Search the entries for the word "rider". Copy every line where it turns up.

## [RECORDS PROVIDED]
--

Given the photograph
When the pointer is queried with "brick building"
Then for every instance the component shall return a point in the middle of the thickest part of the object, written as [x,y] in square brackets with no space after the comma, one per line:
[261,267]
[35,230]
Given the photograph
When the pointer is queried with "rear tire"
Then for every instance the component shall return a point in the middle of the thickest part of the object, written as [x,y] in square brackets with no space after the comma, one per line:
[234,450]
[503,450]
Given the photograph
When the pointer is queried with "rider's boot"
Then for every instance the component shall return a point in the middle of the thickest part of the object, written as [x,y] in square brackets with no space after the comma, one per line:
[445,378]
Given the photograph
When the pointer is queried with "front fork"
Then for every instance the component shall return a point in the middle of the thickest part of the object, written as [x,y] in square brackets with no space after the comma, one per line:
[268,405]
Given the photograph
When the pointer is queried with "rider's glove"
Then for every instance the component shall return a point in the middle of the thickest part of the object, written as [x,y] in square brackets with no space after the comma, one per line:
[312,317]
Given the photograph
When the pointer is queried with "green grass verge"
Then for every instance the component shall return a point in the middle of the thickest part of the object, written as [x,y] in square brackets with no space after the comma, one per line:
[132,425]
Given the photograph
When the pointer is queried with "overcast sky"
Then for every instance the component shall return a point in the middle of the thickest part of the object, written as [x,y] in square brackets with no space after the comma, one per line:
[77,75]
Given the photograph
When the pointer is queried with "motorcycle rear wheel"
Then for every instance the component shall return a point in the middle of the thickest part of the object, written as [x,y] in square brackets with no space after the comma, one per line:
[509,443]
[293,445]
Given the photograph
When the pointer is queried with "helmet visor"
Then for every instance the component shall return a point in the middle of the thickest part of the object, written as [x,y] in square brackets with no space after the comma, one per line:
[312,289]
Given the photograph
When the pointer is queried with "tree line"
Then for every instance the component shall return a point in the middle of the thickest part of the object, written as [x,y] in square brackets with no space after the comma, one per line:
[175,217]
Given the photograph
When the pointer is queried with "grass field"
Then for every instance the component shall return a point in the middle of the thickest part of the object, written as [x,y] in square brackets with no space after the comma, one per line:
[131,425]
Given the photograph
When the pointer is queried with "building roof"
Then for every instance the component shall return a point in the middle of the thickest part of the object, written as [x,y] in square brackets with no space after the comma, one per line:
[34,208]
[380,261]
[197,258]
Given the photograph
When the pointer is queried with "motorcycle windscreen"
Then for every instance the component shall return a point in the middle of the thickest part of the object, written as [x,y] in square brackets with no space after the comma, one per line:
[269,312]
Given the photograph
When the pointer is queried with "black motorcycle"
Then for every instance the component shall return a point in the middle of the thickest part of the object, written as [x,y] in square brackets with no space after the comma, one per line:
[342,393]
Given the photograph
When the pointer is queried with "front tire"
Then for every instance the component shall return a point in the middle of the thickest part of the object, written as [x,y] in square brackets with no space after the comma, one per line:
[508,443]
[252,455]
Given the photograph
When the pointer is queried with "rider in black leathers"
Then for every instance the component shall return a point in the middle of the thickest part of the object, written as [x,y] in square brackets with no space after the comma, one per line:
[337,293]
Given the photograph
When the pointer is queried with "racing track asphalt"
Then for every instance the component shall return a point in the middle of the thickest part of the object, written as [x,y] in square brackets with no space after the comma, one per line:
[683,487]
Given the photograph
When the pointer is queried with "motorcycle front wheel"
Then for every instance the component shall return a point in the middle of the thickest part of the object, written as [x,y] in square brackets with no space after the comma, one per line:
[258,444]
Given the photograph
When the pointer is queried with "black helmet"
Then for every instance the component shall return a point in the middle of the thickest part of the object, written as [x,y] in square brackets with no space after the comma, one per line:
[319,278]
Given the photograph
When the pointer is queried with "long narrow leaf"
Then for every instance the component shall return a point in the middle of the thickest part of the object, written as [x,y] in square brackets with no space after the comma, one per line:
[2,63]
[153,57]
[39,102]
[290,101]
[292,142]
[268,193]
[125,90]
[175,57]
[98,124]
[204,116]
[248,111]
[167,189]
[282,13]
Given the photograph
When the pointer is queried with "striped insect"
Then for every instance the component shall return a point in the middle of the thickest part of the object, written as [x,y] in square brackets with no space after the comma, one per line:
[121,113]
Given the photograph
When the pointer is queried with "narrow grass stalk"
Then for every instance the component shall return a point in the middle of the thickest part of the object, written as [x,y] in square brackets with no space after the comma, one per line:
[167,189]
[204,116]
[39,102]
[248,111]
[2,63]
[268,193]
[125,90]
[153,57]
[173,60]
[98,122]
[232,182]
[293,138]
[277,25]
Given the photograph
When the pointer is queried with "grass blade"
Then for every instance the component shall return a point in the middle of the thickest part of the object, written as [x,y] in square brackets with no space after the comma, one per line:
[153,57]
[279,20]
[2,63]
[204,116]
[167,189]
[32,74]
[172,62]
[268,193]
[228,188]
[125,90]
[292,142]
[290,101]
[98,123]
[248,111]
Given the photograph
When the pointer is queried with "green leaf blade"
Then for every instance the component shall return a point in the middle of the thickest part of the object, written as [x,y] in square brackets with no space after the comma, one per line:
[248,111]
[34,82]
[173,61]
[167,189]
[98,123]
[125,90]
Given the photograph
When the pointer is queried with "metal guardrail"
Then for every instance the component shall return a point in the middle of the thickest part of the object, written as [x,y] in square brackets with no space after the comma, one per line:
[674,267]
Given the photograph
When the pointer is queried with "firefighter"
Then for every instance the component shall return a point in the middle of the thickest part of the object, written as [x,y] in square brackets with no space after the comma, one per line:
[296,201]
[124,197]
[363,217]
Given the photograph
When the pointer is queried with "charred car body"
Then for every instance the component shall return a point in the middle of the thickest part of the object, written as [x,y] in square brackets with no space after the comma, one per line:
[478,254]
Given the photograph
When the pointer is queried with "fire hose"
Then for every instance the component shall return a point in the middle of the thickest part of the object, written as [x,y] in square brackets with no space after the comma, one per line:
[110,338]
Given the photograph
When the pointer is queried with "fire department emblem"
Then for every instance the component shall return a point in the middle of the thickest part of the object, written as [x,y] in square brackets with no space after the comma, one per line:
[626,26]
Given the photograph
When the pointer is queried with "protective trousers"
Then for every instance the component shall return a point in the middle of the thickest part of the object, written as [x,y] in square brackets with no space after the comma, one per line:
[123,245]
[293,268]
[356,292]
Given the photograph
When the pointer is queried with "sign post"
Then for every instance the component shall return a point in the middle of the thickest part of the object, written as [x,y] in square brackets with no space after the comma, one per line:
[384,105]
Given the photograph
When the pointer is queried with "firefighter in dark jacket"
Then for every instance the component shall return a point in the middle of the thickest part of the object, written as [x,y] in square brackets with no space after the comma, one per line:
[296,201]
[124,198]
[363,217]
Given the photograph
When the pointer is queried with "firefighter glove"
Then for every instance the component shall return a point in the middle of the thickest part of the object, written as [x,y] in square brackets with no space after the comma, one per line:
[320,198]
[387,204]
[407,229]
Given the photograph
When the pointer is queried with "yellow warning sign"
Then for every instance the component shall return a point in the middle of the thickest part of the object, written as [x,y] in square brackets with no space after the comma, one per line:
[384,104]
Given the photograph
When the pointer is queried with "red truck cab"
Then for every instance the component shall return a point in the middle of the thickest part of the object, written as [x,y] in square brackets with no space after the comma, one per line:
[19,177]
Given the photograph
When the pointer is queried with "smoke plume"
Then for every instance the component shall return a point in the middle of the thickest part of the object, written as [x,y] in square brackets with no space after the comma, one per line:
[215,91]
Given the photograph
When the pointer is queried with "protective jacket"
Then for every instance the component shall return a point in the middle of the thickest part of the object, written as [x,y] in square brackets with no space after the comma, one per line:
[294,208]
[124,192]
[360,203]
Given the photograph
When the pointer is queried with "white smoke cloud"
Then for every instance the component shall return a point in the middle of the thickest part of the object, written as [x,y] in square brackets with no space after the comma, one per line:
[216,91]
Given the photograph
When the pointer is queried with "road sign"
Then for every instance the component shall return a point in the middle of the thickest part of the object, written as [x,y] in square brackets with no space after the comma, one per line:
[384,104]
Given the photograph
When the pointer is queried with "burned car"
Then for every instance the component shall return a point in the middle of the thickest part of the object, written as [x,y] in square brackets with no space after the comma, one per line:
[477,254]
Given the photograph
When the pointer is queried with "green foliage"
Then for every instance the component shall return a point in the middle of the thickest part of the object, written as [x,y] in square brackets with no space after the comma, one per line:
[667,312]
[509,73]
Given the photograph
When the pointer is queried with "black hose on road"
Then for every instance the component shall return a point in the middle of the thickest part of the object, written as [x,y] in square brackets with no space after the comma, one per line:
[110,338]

--

## [REPLY]
When the pointer is queried with "rider's boot"
When the pointer is queried with "rider's glove"
When the pointer is queried with "rider in black leathers"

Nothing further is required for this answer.